=== PASSAGE ===
————
Uruzgan Crisis: 'Cabinet's shameful backflips'

“That the cabinet is doing backflips over a new mission in Afghanistan is shameful." That was what SP leader Agnes Kant said on Wednesday in the debate around the chaos in the cabinet precipitated by NATO's request for a new mission in Uruzgan.

 Bos and Balkenende before the start of the debate
Bos and Balkenende before the start of the debate

Below is Agnes Kant's contribution to the debate

The government is dragging itself along from conflict to conflict. Marriage guidance no longer seems to me to be an option. This morning I read somewhere that the plug is certainly in, but the power has been cut.

Even if things are once again smoothed over, this cabinet has lost its last shreds of credibility. There is a pattern of mutual mistrust. The government isn't governing, it's governed by its own internal quarrels.

The SP was against the war in Afghanistan. This hopeless war must stop. More soldiers mean more violence, more victims.

Parliament recently urged the cabinet to stick to its earlier decision. Namely, to remove all soldiers by the end of this year and begin no new mission in Uruzgan.

NATO's request stands squarely at odds with this. How can that be? How can the foreign minister's contacts with NATO have led to a request to begin a new mission in Uruzgan when it is obvious that a parliamentary majority would not support this? And how can it be that, after the cabinet has discussed this sixteen times, a request is rolled out which one of the coalition partners and the deputy prime minister have said is not negotiable?
————
=== INFORMATION PROVIDED ===
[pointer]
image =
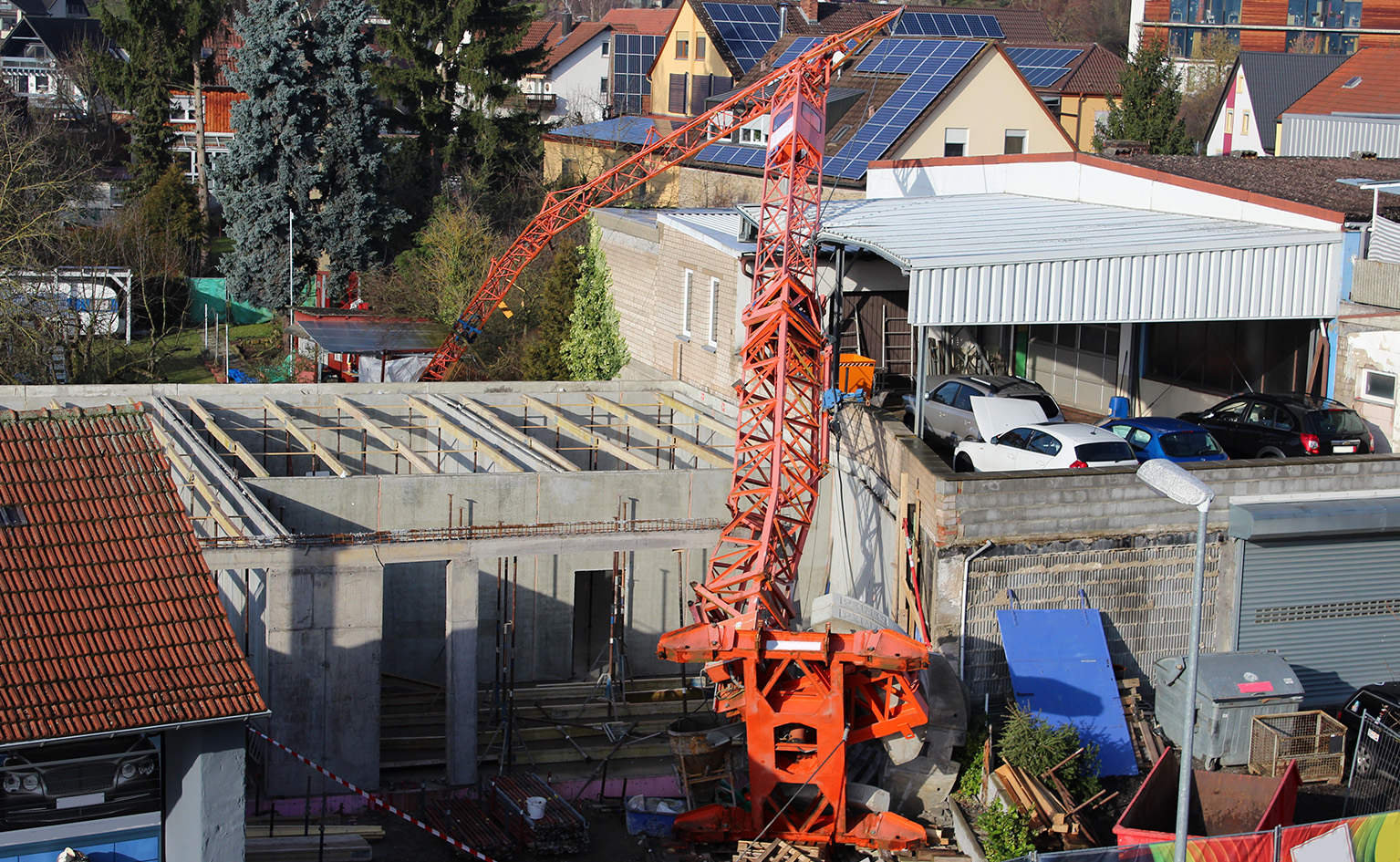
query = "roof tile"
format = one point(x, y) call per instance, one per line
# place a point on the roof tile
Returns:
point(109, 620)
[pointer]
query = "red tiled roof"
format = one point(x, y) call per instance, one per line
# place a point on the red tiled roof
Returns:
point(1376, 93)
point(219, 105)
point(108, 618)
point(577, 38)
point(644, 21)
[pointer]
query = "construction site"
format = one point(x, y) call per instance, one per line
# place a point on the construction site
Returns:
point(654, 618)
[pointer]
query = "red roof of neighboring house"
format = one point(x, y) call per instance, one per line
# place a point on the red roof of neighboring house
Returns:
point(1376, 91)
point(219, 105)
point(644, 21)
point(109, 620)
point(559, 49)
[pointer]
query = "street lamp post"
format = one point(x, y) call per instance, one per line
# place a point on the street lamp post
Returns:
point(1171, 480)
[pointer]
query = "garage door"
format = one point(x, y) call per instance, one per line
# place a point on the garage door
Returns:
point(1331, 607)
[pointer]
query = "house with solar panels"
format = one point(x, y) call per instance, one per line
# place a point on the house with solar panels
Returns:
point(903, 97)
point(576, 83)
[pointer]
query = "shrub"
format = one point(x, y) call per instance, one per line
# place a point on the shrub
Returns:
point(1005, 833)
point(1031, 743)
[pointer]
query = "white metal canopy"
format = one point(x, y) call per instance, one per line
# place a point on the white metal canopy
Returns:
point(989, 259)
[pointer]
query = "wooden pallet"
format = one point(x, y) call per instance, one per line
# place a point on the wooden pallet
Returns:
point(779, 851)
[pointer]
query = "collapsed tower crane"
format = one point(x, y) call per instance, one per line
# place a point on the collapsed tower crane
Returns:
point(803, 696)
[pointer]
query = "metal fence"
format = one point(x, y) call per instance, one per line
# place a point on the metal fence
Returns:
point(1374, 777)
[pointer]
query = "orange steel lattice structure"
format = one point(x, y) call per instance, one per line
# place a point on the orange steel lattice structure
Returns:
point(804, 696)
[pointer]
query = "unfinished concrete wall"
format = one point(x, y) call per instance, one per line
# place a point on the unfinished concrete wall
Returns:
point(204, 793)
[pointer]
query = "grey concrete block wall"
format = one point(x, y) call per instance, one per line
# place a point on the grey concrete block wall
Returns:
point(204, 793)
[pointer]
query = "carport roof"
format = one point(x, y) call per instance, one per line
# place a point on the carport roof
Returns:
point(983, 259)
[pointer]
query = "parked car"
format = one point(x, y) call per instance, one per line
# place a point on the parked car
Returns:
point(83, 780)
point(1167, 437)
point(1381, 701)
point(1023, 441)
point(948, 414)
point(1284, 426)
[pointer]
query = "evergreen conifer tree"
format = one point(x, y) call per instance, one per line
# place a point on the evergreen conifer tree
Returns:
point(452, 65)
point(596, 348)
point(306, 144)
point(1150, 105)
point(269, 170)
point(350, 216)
————
Which people does the Uruzgan crisis article mention by name?

=== REPLY ===
- Agnes Kant
- Bos
- Balkenende